◆ **Task to complete**
Add 104 to every bounding-box coordinate in the lines starting at the one containing "Where is the side mirror in this image?" and ending at the one containing "[314,132,621,207]". Then write out all of those lines again, including the ones that hold no coordinates.

(Collected data)
—————

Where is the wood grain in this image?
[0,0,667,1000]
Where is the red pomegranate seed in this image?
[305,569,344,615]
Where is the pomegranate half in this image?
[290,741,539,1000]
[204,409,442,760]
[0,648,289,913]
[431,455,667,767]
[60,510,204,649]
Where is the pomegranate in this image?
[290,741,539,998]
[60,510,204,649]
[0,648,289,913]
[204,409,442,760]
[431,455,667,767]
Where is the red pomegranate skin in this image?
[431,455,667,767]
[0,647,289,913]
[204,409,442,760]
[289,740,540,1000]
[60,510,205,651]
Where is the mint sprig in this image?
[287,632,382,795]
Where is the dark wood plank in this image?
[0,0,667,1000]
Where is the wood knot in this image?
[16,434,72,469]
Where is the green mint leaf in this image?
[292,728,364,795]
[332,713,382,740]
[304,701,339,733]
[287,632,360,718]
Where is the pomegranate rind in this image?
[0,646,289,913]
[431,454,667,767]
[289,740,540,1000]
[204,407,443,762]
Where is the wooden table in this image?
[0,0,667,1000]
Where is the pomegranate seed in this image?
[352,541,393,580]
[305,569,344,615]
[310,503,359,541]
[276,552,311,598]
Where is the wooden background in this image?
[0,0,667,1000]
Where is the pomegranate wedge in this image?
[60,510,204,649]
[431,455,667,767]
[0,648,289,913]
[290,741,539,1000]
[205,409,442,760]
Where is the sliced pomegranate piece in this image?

—————

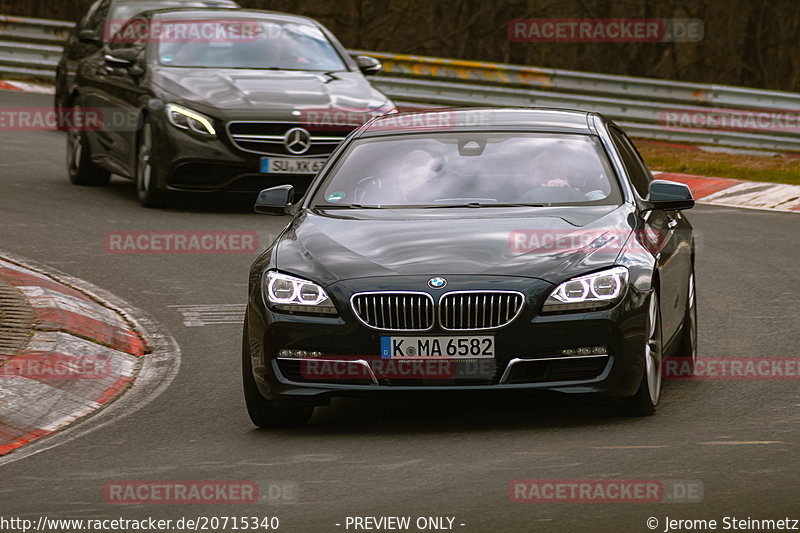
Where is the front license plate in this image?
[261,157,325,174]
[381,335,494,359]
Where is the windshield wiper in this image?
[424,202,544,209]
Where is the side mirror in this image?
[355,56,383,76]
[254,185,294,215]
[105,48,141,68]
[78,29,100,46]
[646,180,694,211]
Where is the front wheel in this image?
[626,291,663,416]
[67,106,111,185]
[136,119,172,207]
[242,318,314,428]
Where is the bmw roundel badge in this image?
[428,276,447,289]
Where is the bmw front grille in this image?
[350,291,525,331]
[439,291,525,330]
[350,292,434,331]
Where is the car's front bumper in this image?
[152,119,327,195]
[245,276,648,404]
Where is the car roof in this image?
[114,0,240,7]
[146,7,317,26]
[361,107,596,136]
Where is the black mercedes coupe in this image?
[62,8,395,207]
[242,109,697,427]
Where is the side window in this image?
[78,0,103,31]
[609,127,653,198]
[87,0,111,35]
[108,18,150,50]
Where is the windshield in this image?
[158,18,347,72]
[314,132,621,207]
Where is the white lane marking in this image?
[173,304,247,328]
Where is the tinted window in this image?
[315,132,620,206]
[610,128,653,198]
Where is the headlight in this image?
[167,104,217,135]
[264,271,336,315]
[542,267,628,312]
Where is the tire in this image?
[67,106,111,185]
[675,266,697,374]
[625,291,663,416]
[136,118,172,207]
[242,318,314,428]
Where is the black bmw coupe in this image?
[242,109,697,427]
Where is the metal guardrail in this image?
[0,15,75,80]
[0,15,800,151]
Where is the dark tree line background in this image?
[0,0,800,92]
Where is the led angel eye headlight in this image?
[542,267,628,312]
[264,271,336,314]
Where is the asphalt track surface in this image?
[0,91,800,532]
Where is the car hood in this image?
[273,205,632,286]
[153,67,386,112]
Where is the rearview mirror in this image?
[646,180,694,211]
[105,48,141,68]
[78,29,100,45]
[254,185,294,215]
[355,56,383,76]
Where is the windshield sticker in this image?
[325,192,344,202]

—————

◆ **Solution for this problem**
Where is the side mirror in this image?
[459,160,487,180]
[358,289,398,319]
[209,152,245,172]
[182,133,204,150]
[750,284,798,315]
Where is the front wheel in this image?
[730,395,767,520]
[171,210,215,289]
[240,223,276,311]
[346,422,418,532]
Where is the bmw roundel badge in this image?
[532,380,551,393]
Where is the bmw front grille in this image?
[454,395,629,435]
[543,395,629,434]
[454,396,538,435]
Where is the car's front bumper in this image?
[256,223,431,299]
[349,380,752,508]
Where is the car roof in this image?
[218,104,344,111]
[250,111,421,130]
[465,211,700,240]
Where is the black mercedes coupe in this image?
[166,112,499,311]
[346,213,801,531]
Where is the side window in this image?
[182,104,207,135]
[713,231,757,302]
[191,104,215,139]
[212,122,254,154]
Where is the windshield in this image?
[262,122,451,176]
[418,236,725,311]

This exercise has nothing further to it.